- _DATA TO PROCESS_:
____
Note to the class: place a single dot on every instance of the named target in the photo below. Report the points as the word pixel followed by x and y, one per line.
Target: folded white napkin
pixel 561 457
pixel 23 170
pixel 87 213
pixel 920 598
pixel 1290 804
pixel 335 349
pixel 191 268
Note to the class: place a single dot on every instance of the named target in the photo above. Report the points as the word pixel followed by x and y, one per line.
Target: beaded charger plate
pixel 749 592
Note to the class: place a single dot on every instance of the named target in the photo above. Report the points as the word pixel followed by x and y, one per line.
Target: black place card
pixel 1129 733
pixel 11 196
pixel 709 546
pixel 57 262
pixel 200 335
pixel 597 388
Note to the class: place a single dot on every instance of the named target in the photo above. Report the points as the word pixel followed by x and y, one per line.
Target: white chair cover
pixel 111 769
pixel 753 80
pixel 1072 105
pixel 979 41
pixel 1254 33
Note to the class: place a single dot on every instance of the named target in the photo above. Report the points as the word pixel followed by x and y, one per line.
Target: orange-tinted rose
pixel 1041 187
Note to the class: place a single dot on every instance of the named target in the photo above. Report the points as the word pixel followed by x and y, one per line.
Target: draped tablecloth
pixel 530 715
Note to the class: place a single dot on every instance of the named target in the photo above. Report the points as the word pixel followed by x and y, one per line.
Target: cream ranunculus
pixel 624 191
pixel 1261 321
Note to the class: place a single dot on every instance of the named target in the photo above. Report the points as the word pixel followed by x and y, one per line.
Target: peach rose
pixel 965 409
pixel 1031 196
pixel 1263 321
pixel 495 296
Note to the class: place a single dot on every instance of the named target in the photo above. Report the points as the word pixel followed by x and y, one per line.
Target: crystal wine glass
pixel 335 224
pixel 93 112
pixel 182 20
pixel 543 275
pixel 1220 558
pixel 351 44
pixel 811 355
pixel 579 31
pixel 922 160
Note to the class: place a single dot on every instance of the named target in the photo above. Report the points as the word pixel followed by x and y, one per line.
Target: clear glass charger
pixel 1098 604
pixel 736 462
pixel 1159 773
____
- _OBJECTIVE_: Copy the rows word for word, starting with the very first line and going on through the line with "pixel 597 388", with both of those lines included.

- _RESULT BELOW_:
Note to the class: place a single dot on every instance of the named target in the photo below. Report the points as the word pixel followed by x and y, one per line.
Target: folded white napkin
pixel 561 457
pixel 23 170
pixel 87 213
pixel 920 598
pixel 1290 804
pixel 335 349
pixel 191 268
Note to the class: place a single dot on every instance of the named target in the photo above. Report the points as the word pixel followed by x and y, one per line.
Target: beaded charger plate
pixel 749 592
Note to the class: place a single dot on every instance of the named target in the photo above. Report the points as the word pixel followed by x and y, one per line.
Target: black place card
pixel 1129 733
pixel 11 196
pixel 709 546
pixel 57 262
pixel 200 335
pixel 597 388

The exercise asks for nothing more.